Ganeor is a small Village/hamlet in Khunti Block in Khunti District of Jharkhand State, India. It comes under Ganeor Panchayath. It is located south of District headquarters Khunti and 35 km from State capital Ranchi.

Physiography
Ganeor is surrounded by Murhu Block towards South, Karra Block towards west, Bandgaon Block towards South, Torpa Block towards west. 
Khunti, Ranchi, Barughutu are Chakradharpur are the nearby cities to Ganeor.

Geography
Ganeor is geographically rich as on the north east lies a pair small Mountains known as "Bhalki pahad". 
North is surrounded by large Precambrian rocks which are said to be abode of Tigers known as "Bagh Lata".

Demographics 
Hindi is the local language in Ganeor.

Transport

Rail
There is no railway station near to Ganeor in less than 10 km. However Hatia railway station is major railway station 29 km near to Ganeor.
------------
[Task requirements]
[1] Retype the portion of the Ganeor passage that opens with the words containing "Physiography" and closes with "cities to Ganeor.".
[2] Extend the passage about the village of Ganeor, picking up after its final sentence.

(Items from a collection)
------------
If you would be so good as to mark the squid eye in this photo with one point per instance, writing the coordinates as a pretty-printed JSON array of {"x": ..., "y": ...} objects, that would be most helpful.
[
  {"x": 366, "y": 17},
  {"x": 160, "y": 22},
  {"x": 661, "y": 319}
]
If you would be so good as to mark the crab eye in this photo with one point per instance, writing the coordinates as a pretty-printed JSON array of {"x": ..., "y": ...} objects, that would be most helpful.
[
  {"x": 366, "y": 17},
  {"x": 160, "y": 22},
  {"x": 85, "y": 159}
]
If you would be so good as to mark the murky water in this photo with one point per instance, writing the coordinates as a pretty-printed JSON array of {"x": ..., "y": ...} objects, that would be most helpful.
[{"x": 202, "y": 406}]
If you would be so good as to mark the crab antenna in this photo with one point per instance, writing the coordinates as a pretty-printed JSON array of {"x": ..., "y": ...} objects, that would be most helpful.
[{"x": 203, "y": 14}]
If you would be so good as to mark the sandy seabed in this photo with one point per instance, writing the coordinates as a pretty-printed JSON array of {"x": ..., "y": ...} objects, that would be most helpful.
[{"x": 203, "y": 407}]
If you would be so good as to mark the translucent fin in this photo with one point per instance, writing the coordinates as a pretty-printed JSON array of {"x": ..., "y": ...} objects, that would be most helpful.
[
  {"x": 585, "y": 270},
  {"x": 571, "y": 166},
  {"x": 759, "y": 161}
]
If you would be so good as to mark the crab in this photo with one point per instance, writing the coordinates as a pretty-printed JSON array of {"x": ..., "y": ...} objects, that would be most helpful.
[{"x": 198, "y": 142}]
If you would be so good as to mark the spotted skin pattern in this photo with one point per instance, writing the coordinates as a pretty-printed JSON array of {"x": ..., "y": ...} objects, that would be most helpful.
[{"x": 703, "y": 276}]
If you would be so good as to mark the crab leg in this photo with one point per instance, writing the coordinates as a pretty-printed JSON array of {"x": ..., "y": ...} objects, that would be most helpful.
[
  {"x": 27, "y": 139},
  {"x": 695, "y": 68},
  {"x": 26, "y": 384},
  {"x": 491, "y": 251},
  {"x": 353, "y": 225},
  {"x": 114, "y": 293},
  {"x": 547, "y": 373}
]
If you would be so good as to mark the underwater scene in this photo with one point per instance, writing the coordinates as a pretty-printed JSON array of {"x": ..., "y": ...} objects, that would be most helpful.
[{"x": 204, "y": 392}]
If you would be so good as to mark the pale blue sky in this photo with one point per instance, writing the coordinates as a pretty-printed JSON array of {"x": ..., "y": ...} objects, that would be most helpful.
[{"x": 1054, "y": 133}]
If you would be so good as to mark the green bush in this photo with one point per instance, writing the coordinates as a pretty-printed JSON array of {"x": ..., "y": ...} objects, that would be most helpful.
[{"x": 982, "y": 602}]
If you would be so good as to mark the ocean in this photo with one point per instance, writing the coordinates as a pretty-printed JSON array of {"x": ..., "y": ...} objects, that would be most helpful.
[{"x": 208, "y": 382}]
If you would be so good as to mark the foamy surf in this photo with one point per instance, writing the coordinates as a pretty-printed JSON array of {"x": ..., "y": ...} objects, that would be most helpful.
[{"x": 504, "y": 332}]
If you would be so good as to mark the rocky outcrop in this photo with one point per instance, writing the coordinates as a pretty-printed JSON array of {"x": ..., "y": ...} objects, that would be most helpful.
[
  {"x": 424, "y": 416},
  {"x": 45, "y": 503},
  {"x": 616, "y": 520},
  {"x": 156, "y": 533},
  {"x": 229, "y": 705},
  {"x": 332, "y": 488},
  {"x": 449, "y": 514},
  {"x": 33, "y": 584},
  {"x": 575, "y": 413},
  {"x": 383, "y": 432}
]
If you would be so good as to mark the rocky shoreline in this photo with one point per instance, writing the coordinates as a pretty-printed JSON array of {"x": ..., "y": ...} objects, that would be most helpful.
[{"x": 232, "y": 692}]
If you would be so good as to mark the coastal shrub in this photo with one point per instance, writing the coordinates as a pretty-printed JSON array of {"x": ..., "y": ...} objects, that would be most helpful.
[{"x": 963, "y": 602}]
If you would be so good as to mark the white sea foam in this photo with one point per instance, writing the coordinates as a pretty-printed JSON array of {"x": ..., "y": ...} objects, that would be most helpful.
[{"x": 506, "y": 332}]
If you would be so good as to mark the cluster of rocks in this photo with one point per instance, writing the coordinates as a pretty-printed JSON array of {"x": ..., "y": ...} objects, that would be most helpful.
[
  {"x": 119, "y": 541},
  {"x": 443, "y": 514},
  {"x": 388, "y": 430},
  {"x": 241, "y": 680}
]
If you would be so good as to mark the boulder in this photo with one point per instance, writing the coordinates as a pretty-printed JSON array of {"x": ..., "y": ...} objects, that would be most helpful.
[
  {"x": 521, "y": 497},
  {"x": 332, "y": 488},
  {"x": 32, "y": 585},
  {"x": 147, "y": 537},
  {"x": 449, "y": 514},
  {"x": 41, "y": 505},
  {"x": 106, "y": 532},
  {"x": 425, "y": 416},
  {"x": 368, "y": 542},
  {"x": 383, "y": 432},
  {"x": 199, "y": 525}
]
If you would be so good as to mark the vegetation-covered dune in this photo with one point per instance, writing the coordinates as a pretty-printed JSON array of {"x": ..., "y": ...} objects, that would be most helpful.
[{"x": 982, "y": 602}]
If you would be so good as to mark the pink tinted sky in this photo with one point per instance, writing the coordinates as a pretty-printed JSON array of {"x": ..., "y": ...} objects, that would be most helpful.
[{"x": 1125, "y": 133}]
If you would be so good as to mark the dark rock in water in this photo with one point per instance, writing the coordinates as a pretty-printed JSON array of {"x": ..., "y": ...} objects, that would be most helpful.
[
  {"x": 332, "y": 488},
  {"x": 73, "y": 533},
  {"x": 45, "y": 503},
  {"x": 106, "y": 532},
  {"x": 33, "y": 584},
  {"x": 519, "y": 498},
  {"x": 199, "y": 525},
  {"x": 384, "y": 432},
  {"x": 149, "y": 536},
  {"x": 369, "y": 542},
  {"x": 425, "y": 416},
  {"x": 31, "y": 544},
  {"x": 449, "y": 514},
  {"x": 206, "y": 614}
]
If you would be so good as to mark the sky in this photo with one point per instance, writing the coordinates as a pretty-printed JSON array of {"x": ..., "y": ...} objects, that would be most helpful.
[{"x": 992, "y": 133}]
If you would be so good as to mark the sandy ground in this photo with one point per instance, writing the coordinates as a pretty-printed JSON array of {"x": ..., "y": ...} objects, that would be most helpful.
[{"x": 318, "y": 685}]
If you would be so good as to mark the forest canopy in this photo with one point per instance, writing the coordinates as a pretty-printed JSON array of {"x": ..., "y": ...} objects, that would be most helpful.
------------
[Answers to the problems]
[1]
Physiography
Ganeor is surrounded by Murhu Block towards South, Karra Block towards west, Bandgaon Block towards South, Torpa Block towards west. 
Khunti, Ranchi, Barughutu are Chakradharpur are the nearby cities to Ganeor.

[2]
Roadways
Roads connecting major cities are providing movement for passenger and freight traffic. There is a district road connecting Torpa, Murhu, Govindpur, Khunti and Ranchi.

Healthcare
To cater the medical needs of patients, especially those with tuberculosis, people go to:
 Govt. Hospital Khunti
 Ramkrishna Sanatorium

Schools and colleges
For making children literate the state government provides:

 Govt. Basic School 
 Jaipal Singh High School
 Birsa College, Khunti
 St. Joseph Intermediate College, Torpa

Place for worship
There is a catholic church in the village, where villagers and nearby people come to offer mass.